▸ QUELLENAUSZUG:
******

Ein Geheimnis hat Steve Jobs ins Grab genommen. Aber vielleicht war er auch nur einem Irrtum aufgesessen, als er seinem Biografen Walter Isaacson davon erzählte, er hätte das Fernsehen “geknackt” und wisse nun, wie ein disruptives Apple-Produkt aussehen müssten. Schnell machte die Mär von einem Apple-Fernsehapparat die Runde, aber selbst wenn Cupertino ein Gerät dieser Art entwickelt hätte, wäre bald klar gewesen, dass in der Sparte kaum Margen zu holen sind. Wie weit Apple wirklich in der Entwicklung vorangeschritten war und wer letztendlich aus welchen Gründen den Stecker zog – wir wissen es nicht. Glauben aber zu ahnen, dass bei Apple in der Tat auf ein “Ja” erst einmal tausend Mal “Nein” kommen muss.
Statt auf einen Glotz-Apparat setzt Apple heute auf Services – und darauf, sein Programm Apple TV+ auf möglichst viele Geräte zu bringen, nicht nur die eigenen. Wiederkehrende Umsätze, nur wenige Dollar pro Nutzer, aber schon Apple hat verdammt viele Nutzer – jetzt kommen die mit Smart-TVs hinzu. Sollen sich doch die anderen an winzigen Margen die Finger verbrennen.

******

▸ ROHDATEN:
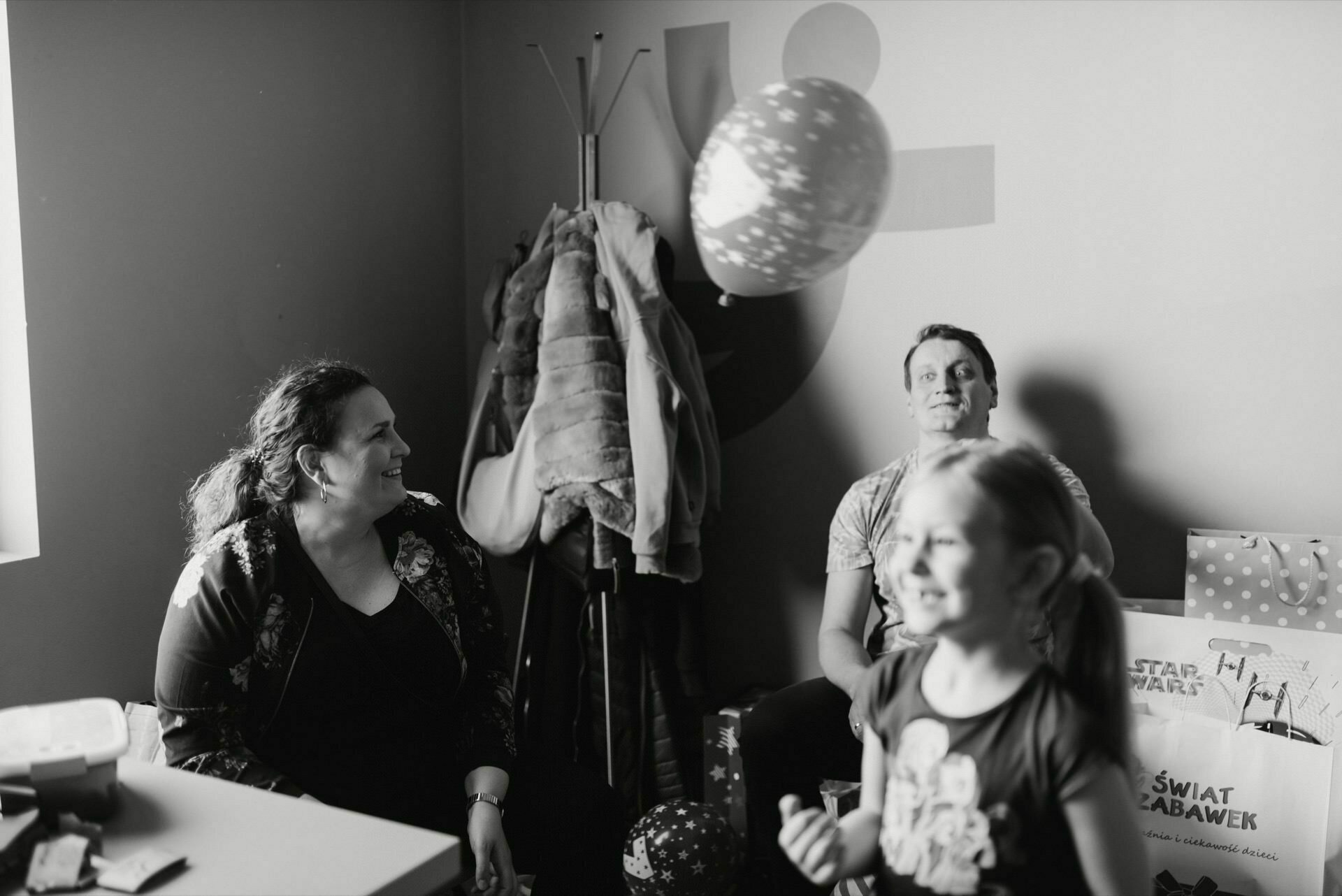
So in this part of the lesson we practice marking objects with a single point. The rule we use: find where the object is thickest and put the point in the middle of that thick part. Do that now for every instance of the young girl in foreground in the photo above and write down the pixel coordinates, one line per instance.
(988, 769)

******

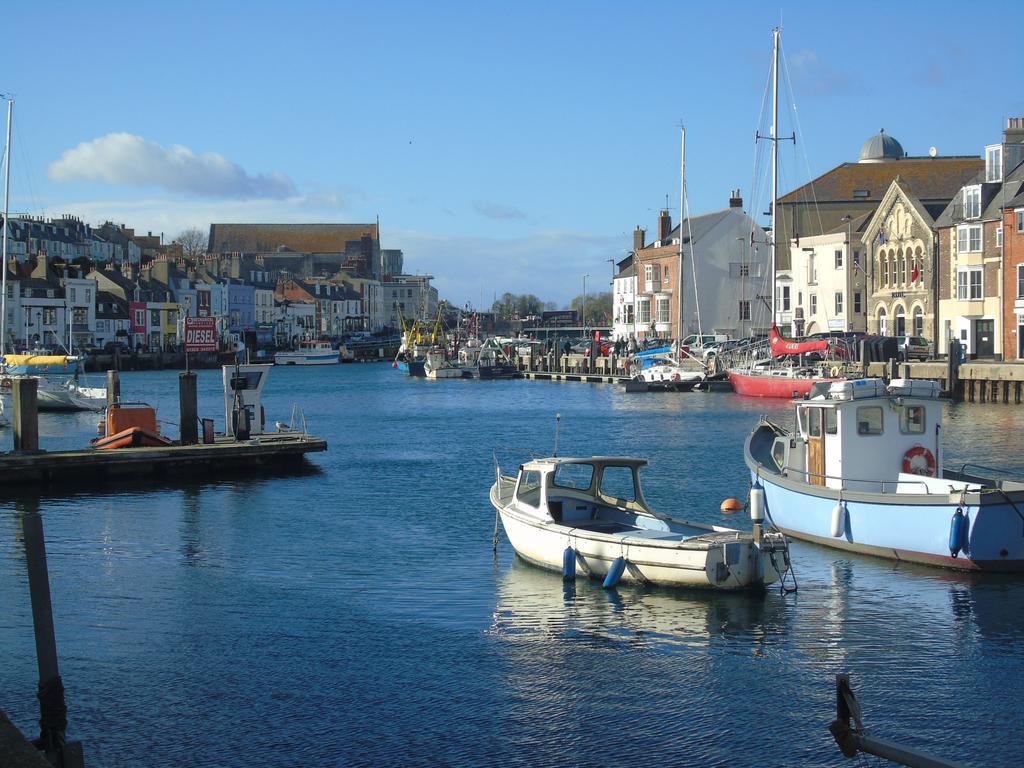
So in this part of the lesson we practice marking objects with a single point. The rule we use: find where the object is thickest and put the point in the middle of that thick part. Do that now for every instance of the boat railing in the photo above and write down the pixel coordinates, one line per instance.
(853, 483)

******

▸ ARBEITSAUFTRÄGE:
1. Wem gegenüber äußerte Steve Jobs laut dem Quellenauszug, er habe das Fernsehen „geknackt“?
2. Schreiben Sie aus dem Quellenauszug den Abschnitt ab, der mit „Statt auf einen“ beginnt und mit „die Finger verbrennen.“ endet.
Für die Bearbeitung sind die Daten ohne Bedeutung.

▸ LÖSUNGEN:
1. Seinem Biografen Walter Isaacson.

2.
Statt auf einen Glotz-Apparat setzt Apple heute auf Services – und darauf, sein Programm Apple TV+ auf möglichst viele Geräte zu bringen, nicht nur die eigenen. Wiederkehrende Umsätze, nur wenige Dollar pro Nutzer, aber schon Apple hat verdammt viele Nutzer – jetzt kommen die mit Smart-TVs hinzu. Sollen sich doch die anderen an winzigen Margen die Finger verbrennen.